** Opening EXERCISE MATERIAL block **

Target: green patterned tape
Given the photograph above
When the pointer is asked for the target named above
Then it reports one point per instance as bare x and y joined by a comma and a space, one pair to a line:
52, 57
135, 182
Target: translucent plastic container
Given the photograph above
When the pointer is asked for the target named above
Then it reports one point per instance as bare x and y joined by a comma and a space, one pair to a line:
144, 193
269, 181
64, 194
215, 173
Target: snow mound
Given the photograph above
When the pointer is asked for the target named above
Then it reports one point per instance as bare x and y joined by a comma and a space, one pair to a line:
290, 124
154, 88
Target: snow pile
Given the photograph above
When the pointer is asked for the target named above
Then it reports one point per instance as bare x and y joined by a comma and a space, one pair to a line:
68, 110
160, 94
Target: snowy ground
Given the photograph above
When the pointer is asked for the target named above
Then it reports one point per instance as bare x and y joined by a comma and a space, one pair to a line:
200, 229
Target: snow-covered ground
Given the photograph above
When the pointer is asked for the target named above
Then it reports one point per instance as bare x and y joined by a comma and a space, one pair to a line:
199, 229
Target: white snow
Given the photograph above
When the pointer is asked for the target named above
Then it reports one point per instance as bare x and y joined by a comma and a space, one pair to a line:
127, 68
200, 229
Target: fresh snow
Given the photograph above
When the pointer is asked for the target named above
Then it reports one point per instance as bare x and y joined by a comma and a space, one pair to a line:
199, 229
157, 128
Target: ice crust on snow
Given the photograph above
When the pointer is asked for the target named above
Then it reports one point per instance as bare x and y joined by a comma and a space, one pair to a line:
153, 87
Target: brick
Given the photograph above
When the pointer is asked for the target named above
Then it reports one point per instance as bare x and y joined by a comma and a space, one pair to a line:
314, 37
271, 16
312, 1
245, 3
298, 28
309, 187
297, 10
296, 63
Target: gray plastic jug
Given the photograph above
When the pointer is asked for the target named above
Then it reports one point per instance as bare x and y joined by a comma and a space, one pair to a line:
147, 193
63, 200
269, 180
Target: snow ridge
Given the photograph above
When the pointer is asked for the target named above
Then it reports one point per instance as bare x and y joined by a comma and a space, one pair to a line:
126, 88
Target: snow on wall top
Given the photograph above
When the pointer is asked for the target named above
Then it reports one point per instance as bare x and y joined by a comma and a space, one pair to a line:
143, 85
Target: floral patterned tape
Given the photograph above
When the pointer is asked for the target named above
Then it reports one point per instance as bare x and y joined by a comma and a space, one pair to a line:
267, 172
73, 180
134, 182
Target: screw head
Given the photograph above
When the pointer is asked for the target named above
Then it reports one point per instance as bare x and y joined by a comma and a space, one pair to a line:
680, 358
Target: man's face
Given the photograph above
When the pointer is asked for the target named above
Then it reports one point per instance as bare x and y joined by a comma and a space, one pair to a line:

** Closing EXERCISE MATERIAL block **

▶ **WHAT THE EXERCISE ASKS**
Each record above is to be returned verbatim.

▶ **SOLUTION FOR THIS PROBLEM**
Target: green patterned tape
Given the photograph above
When the pointer is asked for the target named above
Then it reports one point per instance as bare x and y joined by a comma and a space, one pair to a line:
52, 57
135, 182
Target: translucent plastic container
Given the photograph above
When the pointer is asked for the target named above
Then it reports one point per instance as bare x and y joined by a comma and a space, one pair to a line:
144, 193
269, 181
64, 194
215, 173
Target: snow mound
Given the photograph above
When the pointer is asked for the target named above
Then it reports one point per instance as bare x and y joined by a comma and a space, one pair to a line:
290, 124
154, 88
Target: snow pile
Given the photograph above
When the pointer is asked for the target named above
Then it reports one point per instance as bare x and y joined by a comma and a space, one pair to a line:
68, 110
160, 94
Target: snowy ground
Given the photograph above
When the pointer is asked for the target named above
Then it reports one point per instance as bare x and y joined by a comma and a space, one pair to a line:
200, 229
Target: snow-covered ground
Given the photograph above
When the pointer is asked for the target named above
Then it reports one point per instance as bare x and y joined by a comma and a space, one pair to a line:
199, 229
Target: white snow
Given the photograph above
When the pointer is asked for the target named above
Then it reports one point per instance as bare x and y joined by a comma and a space, one pair to a line:
127, 68
200, 229
Target: fresh snow
Given the photograph above
When the pointer is asked for the target named above
Then it reports one point per instance as bare x and y joined by a comma and a space, one pair to a line:
199, 229
157, 128
Target: ice crust on snow
Given the photograph above
When the pointer is asked for the target named above
Then it reports one point per instance as bare x and y joined by a comma and a space, one pair to a line:
153, 87
Target: brick
Given the photograph above
When the pointer is asked for the target named above
Then it reports one point per instance as bare x and y joined by a comma and a space, one pair to a line:
314, 37
271, 16
312, 1
245, 3
298, 28
309, 187
297, 10
296, 63
Target: gray plastic jug
Given the photograph above
When the pointer is asked for the target named above
Then it reports one point per instance as bare x and y joined by a comma and a space, one pair to a line:
147, 193
63, 200
269, 180
Target: snow ridge
Given the photograph above
When the pointer is asked for the target named above
Then it reports one point per instance as bare x and y joined by a comma and a space, one pair to a line:
126, 88
Target: snow on wall top
Given the photograph above
When the pointer is asked for the target named above
Then it reports one point per instance as bare x and y joined by a comma and a space, one pair to a line:
143, 85
Target: floral patterned tape
Given the photograph above
When the pointer is asked for the target named above
Then it reports one point per instance as bare x and y joined by a comma and a space, one pair to a line:
267, 172
73, 180
134, 182
Target: screw head
Given the photograph above
When the pointer is asked for the target named above
Then it reports one point per instance as bare x and y joined by a comma and a space, one pair to a line:
680, 358
Target: man's face
Given the photograph above
When the pointer is asked for the target named above
Then it reports one point per instance as bare x and y joined by a comma and a space, one pair to a line:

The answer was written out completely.